### Vorliegender Text
---+---

Stimme der Weisheit
Die Sonne geht langsam unter. Am Forodhani-Garten, direkt am Hafenbecken von Sansibar Stadt, wird geschäftig der tägliche Food-Market aufgebaut. An verschiedenen Ständen gibt es Leckereien von frischem Fisch, Hühnchenspieße und Sansibar Pizza bis hin zu Zuckerrohrsaft. An der Hafenmauer springen die Jugendlichen als Mutprobe mit den wildesten Saltos ins Wasser. Es ist Zeit für das Abendgebet, und die Muezzins von hunderten Moscheen stimmen gemeinsam in eine Art ungeplanten Kanon ein. Nachdem die letzten Rufe von den Minaretten verstummt sind, hört man wieder ein ganz anderes Geräusch. Aus dem alten Fort auf der anderen Straßenseite wummern Bässe und erklingen einmalige Melodien.

---+---

### Arbeitsmaterial
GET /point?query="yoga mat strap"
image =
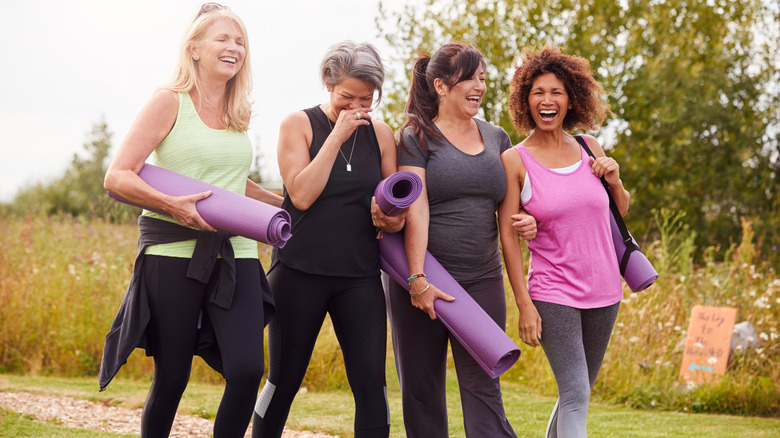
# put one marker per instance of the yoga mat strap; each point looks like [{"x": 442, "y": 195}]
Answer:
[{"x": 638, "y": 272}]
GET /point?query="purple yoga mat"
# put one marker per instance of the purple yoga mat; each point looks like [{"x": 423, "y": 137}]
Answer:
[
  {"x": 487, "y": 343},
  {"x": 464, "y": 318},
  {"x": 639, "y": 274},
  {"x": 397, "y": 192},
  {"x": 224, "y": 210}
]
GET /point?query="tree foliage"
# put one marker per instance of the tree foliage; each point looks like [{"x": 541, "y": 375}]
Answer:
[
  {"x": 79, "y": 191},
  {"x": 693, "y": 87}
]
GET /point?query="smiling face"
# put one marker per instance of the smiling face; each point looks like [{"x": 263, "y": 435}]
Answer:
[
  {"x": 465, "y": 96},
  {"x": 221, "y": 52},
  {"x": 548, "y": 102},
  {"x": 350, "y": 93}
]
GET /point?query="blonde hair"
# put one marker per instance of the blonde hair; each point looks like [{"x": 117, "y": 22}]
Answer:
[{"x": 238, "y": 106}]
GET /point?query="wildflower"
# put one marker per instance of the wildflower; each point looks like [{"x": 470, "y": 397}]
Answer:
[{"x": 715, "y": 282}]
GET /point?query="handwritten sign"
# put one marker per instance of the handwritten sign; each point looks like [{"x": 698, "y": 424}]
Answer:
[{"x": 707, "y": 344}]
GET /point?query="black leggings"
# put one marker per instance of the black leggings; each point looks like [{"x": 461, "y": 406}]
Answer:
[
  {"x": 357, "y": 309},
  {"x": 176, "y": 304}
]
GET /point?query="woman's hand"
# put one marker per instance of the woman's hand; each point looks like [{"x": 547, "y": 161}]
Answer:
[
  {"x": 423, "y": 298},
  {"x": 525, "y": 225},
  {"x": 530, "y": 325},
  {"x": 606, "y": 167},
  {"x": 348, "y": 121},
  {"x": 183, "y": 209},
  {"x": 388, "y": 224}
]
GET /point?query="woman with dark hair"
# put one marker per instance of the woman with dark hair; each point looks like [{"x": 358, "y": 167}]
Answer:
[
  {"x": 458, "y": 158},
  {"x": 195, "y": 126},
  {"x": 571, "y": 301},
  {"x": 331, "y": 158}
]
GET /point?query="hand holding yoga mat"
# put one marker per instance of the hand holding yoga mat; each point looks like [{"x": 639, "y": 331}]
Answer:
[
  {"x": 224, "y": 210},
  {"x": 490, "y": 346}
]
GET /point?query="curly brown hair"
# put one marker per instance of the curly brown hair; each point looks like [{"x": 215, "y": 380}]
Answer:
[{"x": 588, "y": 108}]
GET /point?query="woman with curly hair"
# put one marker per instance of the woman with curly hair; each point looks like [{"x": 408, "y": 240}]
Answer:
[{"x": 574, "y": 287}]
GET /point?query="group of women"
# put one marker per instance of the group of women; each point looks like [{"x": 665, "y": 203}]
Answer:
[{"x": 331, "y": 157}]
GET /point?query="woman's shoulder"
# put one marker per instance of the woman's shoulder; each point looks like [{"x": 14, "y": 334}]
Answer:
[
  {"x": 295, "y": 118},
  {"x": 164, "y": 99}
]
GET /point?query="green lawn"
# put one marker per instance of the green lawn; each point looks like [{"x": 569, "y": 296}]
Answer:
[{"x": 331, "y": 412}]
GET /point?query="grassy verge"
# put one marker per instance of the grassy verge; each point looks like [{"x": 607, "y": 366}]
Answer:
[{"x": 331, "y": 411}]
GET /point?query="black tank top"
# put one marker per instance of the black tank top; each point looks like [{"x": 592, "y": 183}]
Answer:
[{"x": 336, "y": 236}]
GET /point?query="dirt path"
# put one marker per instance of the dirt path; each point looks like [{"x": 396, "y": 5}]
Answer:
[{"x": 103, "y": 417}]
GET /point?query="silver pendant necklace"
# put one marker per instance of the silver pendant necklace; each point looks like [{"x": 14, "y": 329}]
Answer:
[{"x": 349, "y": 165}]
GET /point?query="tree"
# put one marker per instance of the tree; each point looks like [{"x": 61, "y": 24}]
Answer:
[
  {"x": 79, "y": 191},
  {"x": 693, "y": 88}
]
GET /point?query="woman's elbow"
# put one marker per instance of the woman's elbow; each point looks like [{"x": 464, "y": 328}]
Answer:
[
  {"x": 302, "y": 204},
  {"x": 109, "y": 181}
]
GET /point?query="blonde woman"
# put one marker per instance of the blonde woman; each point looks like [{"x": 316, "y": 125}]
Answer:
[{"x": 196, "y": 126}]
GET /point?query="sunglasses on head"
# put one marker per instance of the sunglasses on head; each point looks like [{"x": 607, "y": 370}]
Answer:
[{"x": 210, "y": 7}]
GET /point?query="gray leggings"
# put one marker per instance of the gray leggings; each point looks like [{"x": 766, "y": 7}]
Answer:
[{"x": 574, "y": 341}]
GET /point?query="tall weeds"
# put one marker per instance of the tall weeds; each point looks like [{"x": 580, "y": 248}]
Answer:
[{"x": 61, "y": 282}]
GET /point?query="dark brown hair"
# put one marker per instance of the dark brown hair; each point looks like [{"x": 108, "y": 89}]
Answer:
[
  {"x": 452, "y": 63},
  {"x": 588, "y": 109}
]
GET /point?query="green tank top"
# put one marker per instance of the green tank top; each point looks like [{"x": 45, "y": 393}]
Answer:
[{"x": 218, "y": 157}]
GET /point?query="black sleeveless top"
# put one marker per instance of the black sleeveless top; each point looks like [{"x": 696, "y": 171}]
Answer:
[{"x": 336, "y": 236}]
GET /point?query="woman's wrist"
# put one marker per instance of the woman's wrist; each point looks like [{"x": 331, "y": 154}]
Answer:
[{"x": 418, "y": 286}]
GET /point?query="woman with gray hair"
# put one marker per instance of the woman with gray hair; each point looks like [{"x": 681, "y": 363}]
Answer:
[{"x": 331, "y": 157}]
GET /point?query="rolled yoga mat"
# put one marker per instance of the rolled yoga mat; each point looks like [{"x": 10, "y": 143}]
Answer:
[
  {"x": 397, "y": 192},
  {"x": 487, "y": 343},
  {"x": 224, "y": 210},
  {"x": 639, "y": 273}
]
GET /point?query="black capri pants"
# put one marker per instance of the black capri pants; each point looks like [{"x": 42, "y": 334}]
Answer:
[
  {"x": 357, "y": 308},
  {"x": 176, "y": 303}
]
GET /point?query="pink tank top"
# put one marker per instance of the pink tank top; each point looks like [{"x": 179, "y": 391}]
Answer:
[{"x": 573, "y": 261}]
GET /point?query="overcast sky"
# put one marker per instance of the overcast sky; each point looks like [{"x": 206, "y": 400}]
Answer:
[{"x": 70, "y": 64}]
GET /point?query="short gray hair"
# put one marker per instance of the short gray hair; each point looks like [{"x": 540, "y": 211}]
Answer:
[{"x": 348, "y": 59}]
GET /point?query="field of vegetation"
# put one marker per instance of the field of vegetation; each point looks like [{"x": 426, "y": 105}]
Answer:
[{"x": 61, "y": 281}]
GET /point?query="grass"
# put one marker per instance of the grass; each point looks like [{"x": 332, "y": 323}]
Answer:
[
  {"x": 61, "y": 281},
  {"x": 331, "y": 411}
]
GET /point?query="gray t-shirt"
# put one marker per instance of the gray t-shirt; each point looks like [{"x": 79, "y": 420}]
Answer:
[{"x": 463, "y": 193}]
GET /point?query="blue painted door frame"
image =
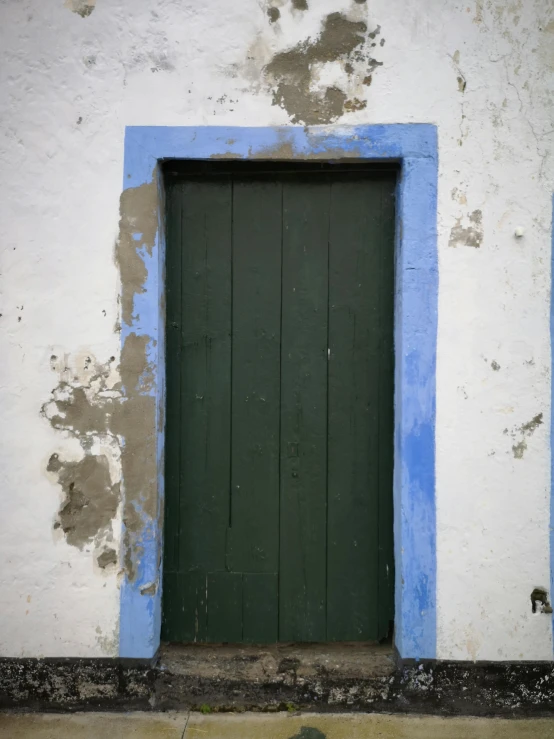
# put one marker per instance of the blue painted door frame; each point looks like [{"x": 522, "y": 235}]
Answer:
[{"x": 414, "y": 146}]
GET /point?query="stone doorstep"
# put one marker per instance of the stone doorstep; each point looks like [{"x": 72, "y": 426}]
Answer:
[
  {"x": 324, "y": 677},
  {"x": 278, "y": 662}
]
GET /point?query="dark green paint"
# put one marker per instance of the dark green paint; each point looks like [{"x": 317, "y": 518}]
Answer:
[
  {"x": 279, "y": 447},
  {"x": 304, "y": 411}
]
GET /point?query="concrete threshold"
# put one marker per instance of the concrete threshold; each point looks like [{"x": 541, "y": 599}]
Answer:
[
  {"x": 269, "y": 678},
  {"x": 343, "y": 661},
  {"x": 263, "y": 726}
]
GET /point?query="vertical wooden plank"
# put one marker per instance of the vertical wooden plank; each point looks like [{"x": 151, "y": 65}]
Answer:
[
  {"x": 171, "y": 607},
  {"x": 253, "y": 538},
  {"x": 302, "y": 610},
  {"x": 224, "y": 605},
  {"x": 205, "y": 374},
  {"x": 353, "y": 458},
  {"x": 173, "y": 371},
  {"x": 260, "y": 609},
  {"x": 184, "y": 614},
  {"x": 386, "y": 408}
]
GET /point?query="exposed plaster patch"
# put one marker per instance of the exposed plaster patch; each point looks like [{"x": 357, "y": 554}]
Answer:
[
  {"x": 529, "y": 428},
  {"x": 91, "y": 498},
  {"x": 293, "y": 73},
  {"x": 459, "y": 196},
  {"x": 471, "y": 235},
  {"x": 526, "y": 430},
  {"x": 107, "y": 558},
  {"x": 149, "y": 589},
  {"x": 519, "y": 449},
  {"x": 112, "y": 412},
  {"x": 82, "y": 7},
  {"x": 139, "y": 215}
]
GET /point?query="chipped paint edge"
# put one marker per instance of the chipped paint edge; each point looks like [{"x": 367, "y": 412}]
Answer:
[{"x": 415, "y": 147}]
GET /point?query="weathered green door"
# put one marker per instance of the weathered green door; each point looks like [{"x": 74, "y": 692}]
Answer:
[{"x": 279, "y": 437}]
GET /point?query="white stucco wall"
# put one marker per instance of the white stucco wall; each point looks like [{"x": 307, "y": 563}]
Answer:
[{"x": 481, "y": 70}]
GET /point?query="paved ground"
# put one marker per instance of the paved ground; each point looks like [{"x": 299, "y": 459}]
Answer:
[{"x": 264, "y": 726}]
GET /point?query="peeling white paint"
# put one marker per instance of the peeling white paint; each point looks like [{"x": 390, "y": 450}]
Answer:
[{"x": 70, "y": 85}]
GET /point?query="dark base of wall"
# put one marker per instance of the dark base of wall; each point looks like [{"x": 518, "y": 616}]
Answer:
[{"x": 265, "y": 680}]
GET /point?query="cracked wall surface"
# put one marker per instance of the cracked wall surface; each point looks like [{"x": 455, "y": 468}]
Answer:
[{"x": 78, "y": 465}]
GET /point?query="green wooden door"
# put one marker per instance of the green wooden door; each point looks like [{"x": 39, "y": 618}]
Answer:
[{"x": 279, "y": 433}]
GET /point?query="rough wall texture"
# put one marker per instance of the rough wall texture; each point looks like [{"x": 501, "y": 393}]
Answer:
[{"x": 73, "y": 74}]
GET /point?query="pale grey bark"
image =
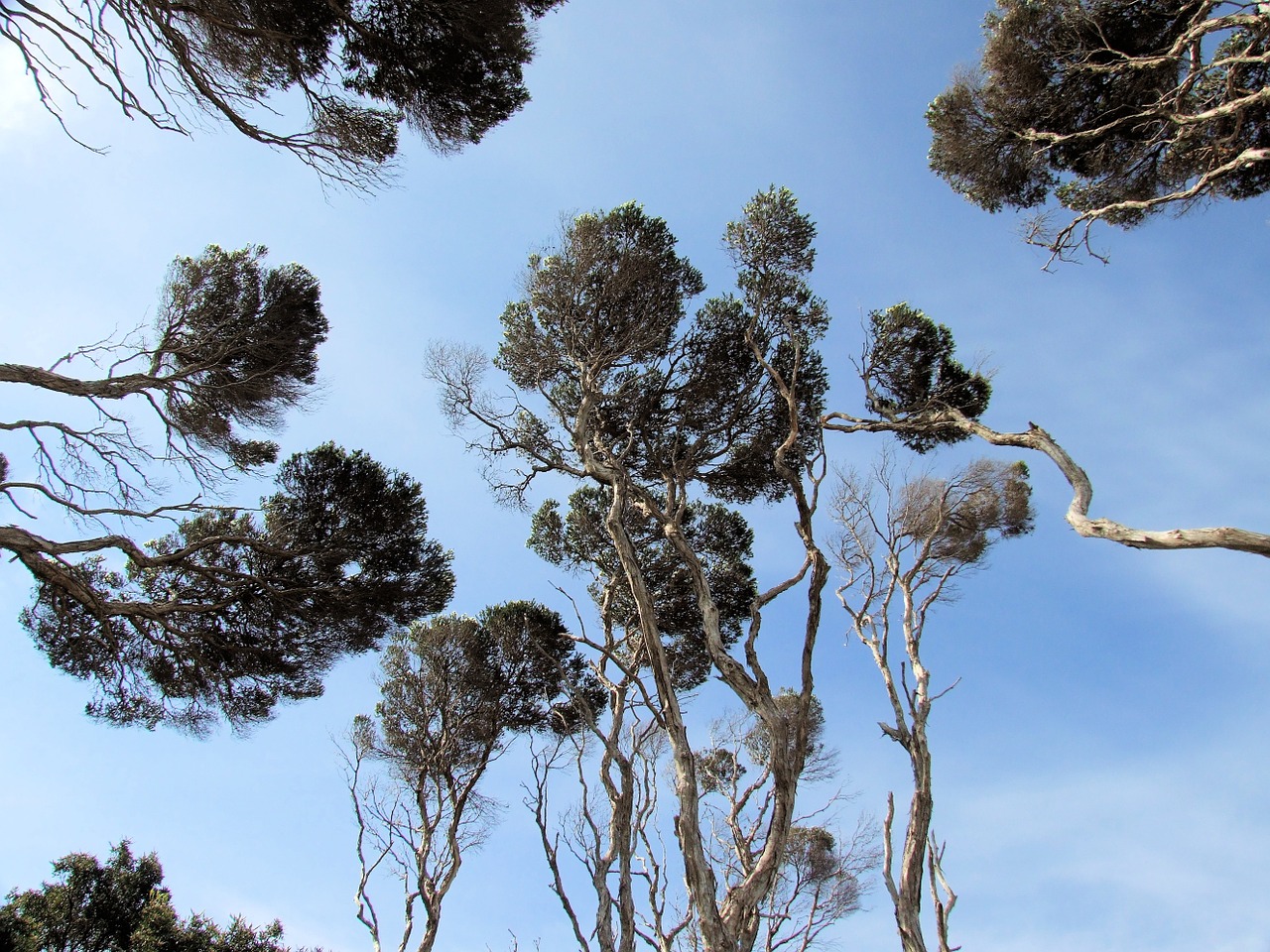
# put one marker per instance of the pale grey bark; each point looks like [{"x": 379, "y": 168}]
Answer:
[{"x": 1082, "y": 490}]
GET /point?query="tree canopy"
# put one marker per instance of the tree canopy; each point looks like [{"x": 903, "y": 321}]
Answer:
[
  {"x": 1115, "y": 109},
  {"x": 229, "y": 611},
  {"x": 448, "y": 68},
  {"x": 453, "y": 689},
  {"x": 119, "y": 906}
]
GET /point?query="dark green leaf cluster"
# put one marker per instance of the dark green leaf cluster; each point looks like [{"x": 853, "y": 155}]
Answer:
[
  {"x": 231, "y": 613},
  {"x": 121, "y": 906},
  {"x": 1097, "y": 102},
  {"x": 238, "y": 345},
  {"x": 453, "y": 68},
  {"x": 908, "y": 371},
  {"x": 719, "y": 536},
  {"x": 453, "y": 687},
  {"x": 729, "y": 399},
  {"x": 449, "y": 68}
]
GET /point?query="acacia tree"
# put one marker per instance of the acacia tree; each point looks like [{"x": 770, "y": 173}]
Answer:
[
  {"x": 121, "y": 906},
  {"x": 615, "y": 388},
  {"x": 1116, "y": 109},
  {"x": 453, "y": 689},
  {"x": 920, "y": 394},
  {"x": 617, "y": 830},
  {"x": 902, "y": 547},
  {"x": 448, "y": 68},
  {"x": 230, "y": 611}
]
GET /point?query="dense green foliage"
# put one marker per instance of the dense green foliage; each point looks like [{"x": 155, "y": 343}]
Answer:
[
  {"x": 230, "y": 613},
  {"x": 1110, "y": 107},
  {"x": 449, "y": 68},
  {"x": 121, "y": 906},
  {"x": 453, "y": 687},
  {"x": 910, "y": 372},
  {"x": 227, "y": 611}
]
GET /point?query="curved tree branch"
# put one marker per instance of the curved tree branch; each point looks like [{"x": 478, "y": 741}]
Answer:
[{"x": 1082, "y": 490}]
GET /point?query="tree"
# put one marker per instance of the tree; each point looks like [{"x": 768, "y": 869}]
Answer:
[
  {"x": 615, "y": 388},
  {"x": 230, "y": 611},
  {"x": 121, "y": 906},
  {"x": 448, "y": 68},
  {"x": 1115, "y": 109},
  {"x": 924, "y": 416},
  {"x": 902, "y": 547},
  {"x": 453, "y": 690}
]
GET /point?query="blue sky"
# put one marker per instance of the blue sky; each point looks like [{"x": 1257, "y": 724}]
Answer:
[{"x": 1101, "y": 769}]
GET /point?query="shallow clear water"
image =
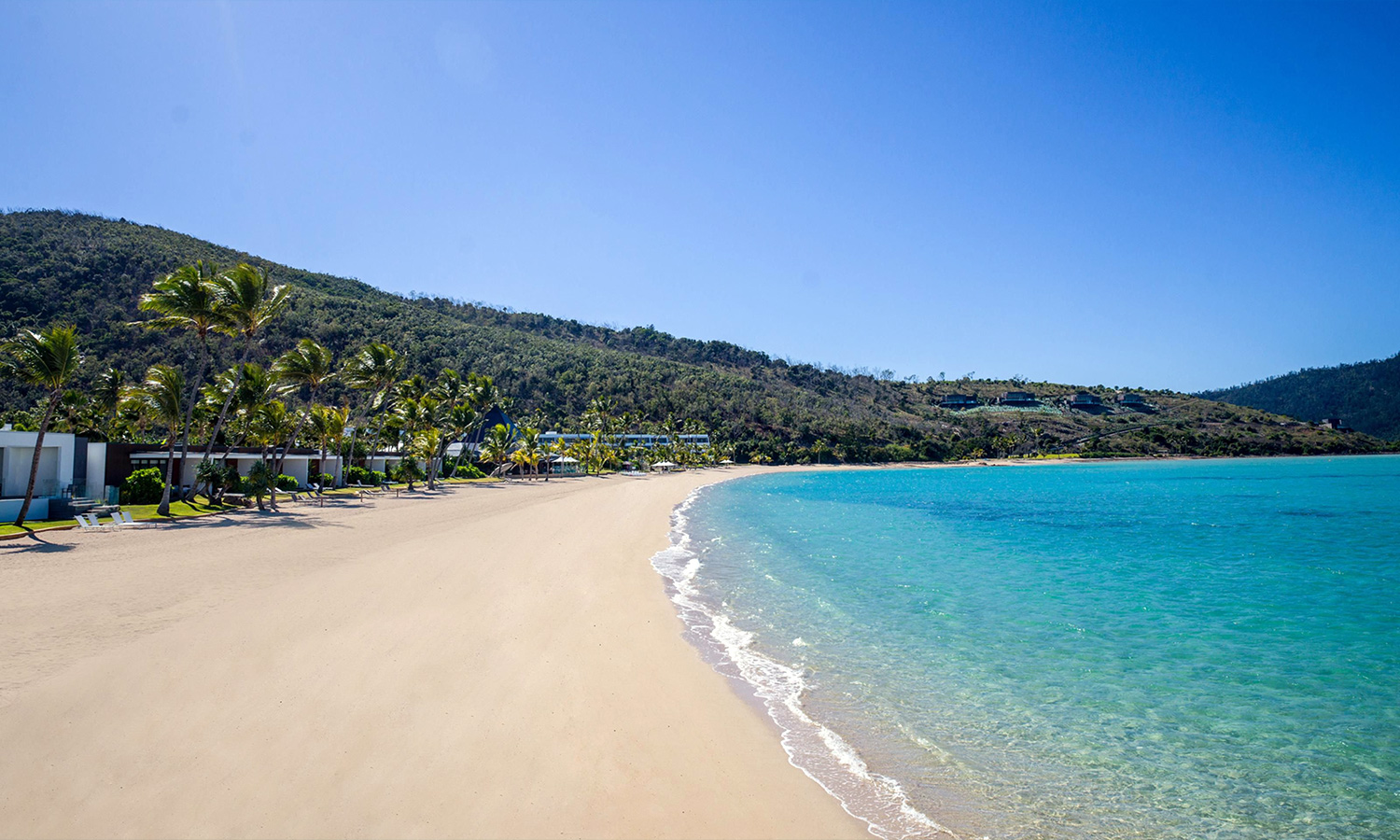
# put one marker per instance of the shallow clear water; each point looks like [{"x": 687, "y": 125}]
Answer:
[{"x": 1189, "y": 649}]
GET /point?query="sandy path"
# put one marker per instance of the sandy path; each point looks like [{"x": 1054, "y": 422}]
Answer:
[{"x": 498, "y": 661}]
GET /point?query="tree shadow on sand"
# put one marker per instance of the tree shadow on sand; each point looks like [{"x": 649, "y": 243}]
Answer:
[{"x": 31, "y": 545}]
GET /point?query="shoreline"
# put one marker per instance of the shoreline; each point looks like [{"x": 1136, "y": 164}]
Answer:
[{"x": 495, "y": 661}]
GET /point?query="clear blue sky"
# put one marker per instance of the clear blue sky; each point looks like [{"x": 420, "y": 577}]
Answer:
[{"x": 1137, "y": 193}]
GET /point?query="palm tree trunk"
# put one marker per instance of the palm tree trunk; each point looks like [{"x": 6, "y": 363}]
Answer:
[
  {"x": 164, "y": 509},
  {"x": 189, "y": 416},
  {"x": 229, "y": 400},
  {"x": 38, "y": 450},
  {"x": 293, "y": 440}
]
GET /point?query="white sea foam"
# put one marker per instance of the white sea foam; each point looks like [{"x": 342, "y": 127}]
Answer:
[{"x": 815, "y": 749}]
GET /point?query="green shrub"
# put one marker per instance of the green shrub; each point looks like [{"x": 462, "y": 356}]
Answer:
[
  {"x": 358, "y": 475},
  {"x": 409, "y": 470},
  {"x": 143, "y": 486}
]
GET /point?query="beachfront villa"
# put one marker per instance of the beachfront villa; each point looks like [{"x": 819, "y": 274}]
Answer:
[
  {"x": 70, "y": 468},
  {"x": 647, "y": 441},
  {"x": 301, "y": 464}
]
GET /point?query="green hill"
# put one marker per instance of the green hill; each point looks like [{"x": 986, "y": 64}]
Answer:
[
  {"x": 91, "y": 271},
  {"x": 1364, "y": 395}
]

---+---

### Zu erledigende Arbeit
A) Wo wird laut dem vorliegenden Text der tägliche Food-Market aufgebaut?
B) Zeige alle Zeilen der Datensätze, die die Zeichenfolge "necklace" enthalten, wobei Groß- und Kleinschreibung zählt.

### Antworten je Aufgabe
A) Am Forodhani-Garten, direkt am Hafenbecken von Sansibar Stadt.

B)
GET /point?query="silver pendant necklace"
# put one marker per instance of the silver pendant necklace; each point looks like [{"x": 14, "y": 329}]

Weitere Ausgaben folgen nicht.